* **WORK TASK**
Retype the records from their very first line through the line containing "box: [135, 75, 157, 81]", keeping both of those lines.

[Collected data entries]
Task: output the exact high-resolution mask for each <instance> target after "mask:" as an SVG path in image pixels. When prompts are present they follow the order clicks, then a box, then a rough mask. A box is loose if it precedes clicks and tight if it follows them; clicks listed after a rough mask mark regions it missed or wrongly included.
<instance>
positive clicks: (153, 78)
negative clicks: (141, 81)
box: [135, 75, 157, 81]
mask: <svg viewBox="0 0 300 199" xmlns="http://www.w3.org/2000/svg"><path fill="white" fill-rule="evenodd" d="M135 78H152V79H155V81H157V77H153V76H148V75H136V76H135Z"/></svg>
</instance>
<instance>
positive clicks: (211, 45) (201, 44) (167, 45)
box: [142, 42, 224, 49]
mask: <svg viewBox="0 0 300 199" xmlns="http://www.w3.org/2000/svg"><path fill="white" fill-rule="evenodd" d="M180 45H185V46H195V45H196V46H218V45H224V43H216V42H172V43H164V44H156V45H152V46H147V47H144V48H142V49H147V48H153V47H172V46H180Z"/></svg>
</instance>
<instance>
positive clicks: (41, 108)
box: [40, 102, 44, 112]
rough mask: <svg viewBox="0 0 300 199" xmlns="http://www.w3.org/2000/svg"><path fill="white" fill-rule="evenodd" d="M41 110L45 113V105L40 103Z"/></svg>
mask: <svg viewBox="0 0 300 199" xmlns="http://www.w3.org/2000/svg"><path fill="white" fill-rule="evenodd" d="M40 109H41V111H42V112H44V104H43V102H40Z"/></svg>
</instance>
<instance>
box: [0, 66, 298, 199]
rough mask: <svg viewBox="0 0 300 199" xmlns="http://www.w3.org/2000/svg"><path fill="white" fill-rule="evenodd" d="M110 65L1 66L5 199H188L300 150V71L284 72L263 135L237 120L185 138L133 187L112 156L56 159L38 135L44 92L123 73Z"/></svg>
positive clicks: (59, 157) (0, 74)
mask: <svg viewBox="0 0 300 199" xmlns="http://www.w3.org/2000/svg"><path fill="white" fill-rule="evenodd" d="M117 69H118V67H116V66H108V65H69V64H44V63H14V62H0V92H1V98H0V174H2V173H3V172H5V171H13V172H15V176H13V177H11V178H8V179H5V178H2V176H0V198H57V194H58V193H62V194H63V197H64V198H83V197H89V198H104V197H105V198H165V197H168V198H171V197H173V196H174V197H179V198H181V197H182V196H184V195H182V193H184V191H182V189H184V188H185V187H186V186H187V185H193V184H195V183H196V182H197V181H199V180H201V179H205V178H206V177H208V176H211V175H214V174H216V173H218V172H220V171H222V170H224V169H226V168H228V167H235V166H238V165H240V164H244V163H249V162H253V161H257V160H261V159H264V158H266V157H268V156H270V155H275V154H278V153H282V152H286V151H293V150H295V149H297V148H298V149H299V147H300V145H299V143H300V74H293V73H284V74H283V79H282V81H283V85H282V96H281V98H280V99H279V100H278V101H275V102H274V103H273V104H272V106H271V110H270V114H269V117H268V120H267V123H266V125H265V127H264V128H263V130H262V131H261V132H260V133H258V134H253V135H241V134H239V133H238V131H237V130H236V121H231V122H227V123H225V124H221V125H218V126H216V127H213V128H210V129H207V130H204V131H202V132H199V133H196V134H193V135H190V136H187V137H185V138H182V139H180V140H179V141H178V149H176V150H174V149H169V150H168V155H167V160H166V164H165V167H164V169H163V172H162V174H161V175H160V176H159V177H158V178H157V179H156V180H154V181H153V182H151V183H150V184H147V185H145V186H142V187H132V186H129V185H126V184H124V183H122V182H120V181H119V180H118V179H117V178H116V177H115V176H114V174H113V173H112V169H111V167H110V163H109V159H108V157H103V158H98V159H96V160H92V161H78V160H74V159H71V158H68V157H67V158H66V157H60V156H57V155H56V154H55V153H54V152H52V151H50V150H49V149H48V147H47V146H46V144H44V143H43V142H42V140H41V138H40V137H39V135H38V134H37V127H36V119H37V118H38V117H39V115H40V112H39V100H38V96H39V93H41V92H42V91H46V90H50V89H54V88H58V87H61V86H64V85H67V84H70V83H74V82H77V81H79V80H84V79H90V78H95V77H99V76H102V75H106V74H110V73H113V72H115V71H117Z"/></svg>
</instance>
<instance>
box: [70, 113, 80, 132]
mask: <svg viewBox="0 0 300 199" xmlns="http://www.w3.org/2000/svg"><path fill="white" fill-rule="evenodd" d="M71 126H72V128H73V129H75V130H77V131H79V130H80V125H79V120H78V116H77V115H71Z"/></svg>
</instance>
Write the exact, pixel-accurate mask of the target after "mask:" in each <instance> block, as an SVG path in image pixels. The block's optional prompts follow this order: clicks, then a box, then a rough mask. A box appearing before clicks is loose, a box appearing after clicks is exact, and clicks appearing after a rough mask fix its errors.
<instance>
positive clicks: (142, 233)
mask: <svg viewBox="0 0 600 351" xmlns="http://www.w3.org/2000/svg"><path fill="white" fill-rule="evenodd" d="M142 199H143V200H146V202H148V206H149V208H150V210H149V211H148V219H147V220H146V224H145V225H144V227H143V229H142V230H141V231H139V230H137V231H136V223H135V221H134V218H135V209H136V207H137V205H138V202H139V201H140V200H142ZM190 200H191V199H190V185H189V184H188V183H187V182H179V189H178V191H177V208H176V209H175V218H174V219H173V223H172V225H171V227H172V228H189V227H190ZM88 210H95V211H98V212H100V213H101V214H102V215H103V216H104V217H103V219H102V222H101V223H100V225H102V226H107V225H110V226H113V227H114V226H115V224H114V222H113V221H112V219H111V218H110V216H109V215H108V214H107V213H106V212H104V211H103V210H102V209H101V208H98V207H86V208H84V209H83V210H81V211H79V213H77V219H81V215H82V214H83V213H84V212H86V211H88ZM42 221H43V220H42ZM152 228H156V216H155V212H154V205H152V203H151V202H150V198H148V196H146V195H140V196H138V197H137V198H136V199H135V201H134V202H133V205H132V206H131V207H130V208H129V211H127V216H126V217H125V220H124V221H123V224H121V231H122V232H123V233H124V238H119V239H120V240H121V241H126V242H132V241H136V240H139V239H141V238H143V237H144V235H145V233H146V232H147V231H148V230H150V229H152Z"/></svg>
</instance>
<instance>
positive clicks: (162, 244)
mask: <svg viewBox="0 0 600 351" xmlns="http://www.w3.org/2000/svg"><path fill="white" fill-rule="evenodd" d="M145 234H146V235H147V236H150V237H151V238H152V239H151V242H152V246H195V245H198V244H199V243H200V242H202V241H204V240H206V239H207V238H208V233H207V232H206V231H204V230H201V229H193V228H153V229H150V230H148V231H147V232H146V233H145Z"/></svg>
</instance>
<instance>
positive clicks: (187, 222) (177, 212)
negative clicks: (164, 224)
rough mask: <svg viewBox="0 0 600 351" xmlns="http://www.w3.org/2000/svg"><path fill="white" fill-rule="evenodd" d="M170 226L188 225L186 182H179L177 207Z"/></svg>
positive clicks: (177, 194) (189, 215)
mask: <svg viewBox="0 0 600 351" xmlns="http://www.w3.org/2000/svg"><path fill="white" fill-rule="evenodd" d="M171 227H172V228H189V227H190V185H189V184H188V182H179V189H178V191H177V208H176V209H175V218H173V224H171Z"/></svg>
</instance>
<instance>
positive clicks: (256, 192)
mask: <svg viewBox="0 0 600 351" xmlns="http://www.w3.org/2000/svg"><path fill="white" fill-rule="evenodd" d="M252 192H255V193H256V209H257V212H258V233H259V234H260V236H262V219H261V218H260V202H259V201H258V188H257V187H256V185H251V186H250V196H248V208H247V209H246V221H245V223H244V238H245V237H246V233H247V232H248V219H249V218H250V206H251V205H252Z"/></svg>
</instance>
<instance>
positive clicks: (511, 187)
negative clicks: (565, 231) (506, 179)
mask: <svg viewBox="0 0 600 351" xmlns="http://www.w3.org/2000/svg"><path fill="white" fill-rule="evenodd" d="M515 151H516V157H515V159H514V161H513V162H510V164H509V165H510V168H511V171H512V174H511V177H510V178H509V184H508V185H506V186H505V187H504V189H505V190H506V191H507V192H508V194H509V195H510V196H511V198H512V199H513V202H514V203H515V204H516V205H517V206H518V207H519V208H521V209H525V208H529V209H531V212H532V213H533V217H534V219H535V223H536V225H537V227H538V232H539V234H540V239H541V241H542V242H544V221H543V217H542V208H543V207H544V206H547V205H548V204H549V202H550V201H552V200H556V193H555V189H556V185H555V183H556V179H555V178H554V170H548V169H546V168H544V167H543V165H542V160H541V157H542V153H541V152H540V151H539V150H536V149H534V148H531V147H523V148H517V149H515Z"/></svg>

* **SOLUTION**
Task: output the exact high-resolution mask for each <instance> target after "mask:" as an SVG path in image pixels. When prompts are present they follow the order clicks, then a box, then a rough mask. A box is loose if it precedes clicks and tight if it follows them; clicks listed after a rough mask mark regions it missed or wrongly included.
<instance>
positive clicks: (153, 78)
negative clicks: (141, 81)
box: [135, 75, 157, 81]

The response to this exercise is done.